▶ [Supplied entries]:
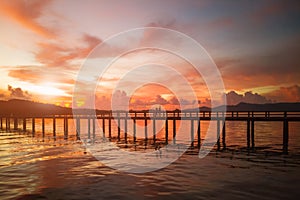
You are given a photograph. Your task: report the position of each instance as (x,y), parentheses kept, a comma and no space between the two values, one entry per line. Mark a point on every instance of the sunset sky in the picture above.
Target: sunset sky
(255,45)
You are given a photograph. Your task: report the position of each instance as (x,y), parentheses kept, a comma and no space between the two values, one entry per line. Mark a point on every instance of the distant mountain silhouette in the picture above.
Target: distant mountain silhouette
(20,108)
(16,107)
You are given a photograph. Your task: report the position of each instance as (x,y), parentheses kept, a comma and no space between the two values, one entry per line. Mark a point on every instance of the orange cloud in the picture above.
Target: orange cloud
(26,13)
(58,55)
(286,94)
--
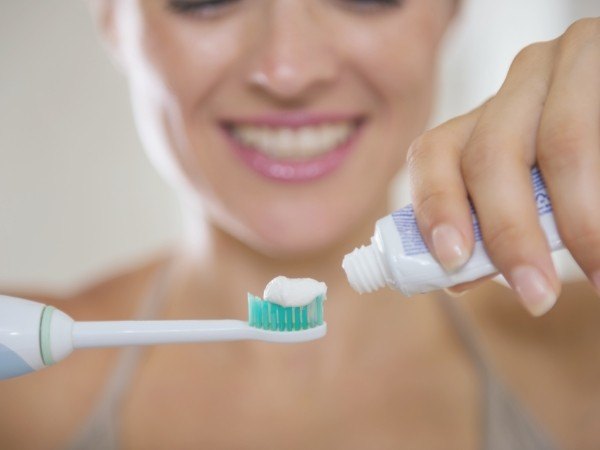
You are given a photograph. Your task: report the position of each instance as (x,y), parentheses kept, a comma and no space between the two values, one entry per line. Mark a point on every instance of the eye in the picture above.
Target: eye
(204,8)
==
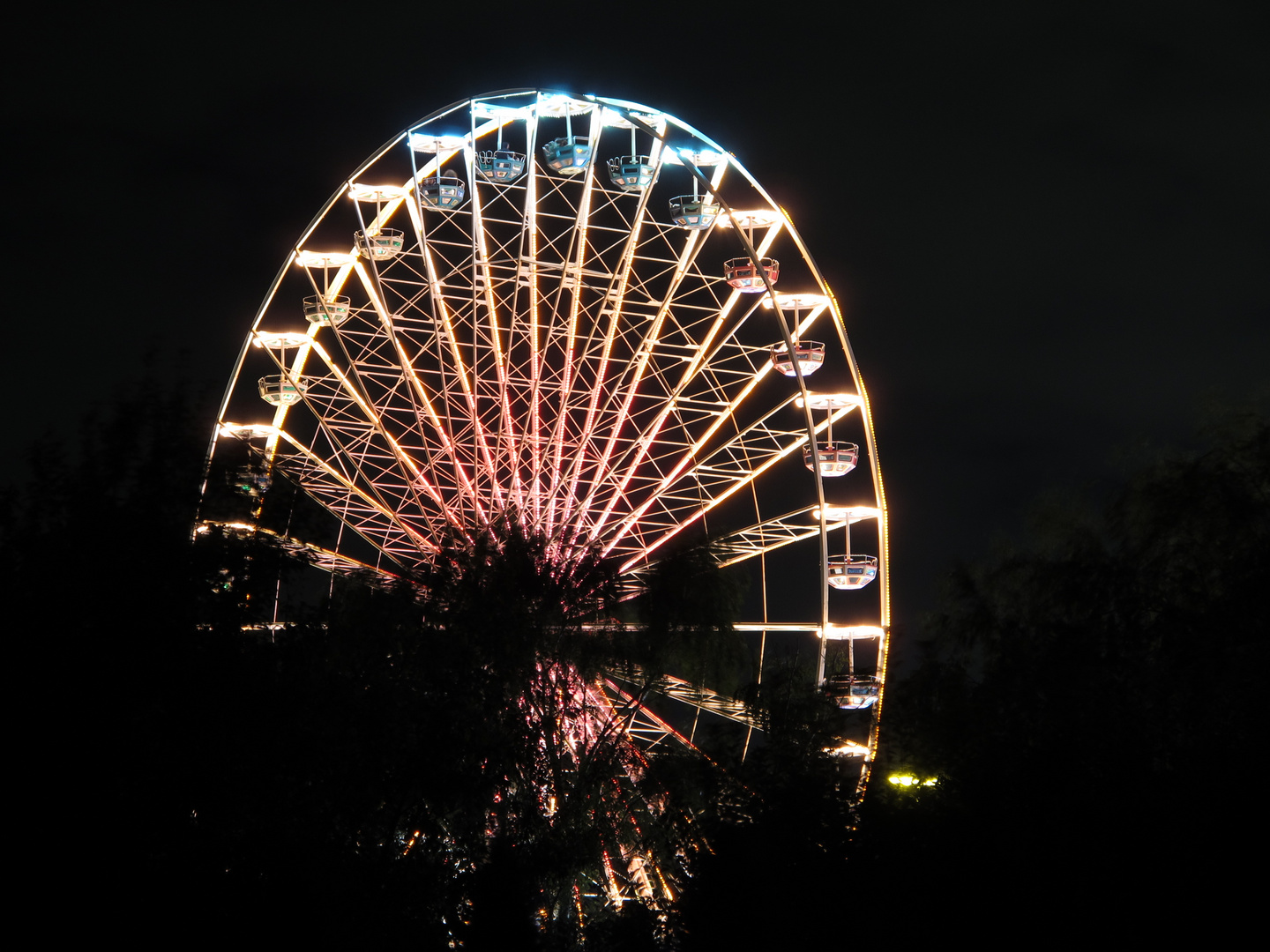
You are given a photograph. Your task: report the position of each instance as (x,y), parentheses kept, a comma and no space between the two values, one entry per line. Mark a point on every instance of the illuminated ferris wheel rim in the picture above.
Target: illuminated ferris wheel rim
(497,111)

▶ [Exercise objective]:
The lines to report are those in the material above that contain the word "Your"; copy every one of them.

▶ [Exercise solution]:
You are given a photograph. Your task: report the position of each instance as (x,y), parentheses kept, a comma and no space between the two values, one entry per line. Mark a point on every instance of the sunset sky in the picture above.
You are given a photograph. Your task: report the position of each instance as (x,y), parentheses kept, a comma and no space between the two values, one entry per line. Mark a point on every instance of the distant mountain silhouette in the picture above.
You are given a photograph. Your task: report the position of each instance as (x,y), parentheses kept, a comma and no space between the two values, one entry per line. Mark a point on every instance of the orange cloud in the picture above.
You are given a photograph. Your task: report the position of each instance as (x,y), parentheses kept, a comma and no space between the two values, one entry per line. Mark a point on every instance of the eye in the picture above.
You are given a photograph. Your task: report the position of each instance as (x,y), parentheses kept, a comma and no space between the two values, one entry per line. Mark a point on every instance of the illuminated ferris wheel rim in the picture above.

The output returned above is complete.